● **QUELLENTEXT**:
----------

Das Deutsche Hygienemuseum in Dresden sucht in einer Ausstellung nach der Wahrheit im Fake und richtet dafür ein fiktives Amt ein

Ein Beispiel aus der Pseudowissenschaft: Der Gall‘sche Kopf Foto: David Brandt, © Stiftung Deutsches Hygiene-Museum

Von Michael Bartsch

Es war ein Deepfake, noch Ende letzter Woche. Die Berliner Oberbürgermeisterin Franziska Giffey (SPD) dachte eigentlich, per Videoschalte mit Vitali Klitschko zu sprechen. Doch offenbar hatte eine andere Person mit der Technik des Face-Swapping das Gesicht auf dem Bildschirm nur so aussehen lassen, als sei es das des Bürgermeisters von Kiew. Giffey sprach gar nicht mit Klitschko.

Manipulierte Bilder und falsche Nachrichten, sie sind Teil des russischen Angriffskriegs in der Ukraine. Und sie erreichen auch unsere Medien. Was über solche Kriege noch Wahres berichtet werden kann, auch das hinterfragt die Ausstellung im Deutschen Hygienemuseum Dresden. Die Schau untersucht weiter, wie das Phänomen „Fake“ in viele unsere Lebensbereiche vorgedrungen ist.

Der Kurator der Ausstellung und Philosoph Daniel Tyradellis wendet in „Fake. Die ganze Wahrheit“ Techniken und Algorithmen einer Fälschungsmaschinerie an, die für uns alle mit dem steten Gebrauch von Smartphones geläufig geworden sind. Stimmt es, dass tote Katzen zu Benzin verarbeitet werden? Wahr oder Fake?

Die Frage „Was ist Wahrheit?“ ist uralt – das belegen auch die historischen Lügenbücher in der Ausstellung –, aber die Antworten darauf sind in der internetbasierten und zunehmend subjektivistisch bestimmten Informationsgesellschaft noch komplizierter geworden.

Vielleicht hat sich Tyradellis daher für eine Ausstellungsszenografie entschieden, die – wenn auch spielerisch – den Anspruch einer Autorität erhebt. Man geht nämlich hier durch ein „Amt für die ganze Wahrheit“. Die Besucher werden nach Eintritt im Zehn-Minuten-Rhythmus in einen dunklen Raum geführt.

----------

● **ANGABEN**:

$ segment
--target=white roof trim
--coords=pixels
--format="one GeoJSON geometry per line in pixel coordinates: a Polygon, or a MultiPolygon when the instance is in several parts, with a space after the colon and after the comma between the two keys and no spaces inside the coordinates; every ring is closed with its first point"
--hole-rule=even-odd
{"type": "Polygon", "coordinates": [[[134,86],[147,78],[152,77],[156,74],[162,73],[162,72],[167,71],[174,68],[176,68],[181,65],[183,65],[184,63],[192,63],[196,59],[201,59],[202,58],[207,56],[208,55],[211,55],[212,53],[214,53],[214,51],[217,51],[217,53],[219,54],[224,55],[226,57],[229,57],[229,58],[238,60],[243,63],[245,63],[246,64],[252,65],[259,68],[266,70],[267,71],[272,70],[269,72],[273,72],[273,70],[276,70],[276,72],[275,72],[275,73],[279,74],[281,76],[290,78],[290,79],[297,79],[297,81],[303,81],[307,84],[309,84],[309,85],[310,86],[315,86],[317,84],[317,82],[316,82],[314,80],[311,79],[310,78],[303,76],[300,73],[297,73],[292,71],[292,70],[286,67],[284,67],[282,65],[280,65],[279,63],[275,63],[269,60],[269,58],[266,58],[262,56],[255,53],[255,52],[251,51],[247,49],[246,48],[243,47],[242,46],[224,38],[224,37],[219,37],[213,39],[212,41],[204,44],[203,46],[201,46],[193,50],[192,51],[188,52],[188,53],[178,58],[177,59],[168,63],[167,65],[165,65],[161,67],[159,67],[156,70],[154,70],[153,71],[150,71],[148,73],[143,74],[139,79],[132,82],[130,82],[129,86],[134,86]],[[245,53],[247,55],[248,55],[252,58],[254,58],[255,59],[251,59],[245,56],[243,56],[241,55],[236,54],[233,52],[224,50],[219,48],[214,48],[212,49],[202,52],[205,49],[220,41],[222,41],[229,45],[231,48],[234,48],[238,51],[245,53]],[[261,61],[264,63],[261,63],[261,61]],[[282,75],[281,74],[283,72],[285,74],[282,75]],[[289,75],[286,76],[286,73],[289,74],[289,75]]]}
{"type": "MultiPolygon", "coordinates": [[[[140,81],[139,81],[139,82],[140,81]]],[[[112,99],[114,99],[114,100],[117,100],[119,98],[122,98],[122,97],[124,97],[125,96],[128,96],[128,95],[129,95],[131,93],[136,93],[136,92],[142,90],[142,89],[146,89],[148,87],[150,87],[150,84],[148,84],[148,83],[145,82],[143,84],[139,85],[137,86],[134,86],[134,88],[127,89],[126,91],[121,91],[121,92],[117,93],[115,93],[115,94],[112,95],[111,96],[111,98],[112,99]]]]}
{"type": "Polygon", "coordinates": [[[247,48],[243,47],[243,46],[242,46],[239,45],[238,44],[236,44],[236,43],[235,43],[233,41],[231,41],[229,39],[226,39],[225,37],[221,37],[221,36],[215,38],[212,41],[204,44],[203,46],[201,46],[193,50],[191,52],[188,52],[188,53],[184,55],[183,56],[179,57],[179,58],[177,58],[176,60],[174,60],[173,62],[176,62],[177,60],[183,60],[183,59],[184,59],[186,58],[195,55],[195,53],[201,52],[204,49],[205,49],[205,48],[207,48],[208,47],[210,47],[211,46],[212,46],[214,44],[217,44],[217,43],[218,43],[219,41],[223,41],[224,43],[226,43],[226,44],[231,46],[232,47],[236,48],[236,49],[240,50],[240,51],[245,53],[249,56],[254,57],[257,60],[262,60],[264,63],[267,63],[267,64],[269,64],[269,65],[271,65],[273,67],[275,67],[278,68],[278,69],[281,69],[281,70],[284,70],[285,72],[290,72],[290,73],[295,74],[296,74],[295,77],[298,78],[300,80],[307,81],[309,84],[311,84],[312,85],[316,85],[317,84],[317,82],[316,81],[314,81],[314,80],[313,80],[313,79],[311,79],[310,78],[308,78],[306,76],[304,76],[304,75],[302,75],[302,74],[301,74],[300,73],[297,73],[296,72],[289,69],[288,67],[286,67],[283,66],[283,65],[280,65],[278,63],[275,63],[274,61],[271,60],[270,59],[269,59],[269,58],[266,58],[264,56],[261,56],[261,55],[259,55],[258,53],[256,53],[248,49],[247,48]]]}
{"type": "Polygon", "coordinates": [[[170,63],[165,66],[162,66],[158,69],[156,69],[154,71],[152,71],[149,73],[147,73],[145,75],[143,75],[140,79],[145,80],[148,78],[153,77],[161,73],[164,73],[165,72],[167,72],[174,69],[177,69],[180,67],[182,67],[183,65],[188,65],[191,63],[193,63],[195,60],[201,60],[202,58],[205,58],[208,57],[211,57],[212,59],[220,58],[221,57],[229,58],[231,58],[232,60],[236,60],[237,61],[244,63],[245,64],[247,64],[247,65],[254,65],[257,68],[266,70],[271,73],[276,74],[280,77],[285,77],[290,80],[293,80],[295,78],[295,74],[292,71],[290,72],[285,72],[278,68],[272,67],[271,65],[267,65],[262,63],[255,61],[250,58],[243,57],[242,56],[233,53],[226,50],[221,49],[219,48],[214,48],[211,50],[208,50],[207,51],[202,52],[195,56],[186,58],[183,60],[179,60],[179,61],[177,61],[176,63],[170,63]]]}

----------

● **AUFGABE**: Schreiben Sie aus dem Quellentext die Stelle von „Manipulierte Bilder und“ bis einschließlich „Lebensbereiche vorgedrungen ist.“ wörtlich ab.

● **LÖSUNG**:
Manipulierte Bilder und falsche Nachrichten, sie sind Teil des russischen Angriffskriegs in der Ukraine. Und sie erreichen auch unsere Medien. Was über solche Kriege noch Wahres berichtet werden kann, auch das hinterfragt die Ausstellung im Deutschen Hygienemuseum Dresden. Die Schau untersucht weiter, wie das Phänomen „Fake“ in viele unsere Lebensbereiche vorgedrungen ist.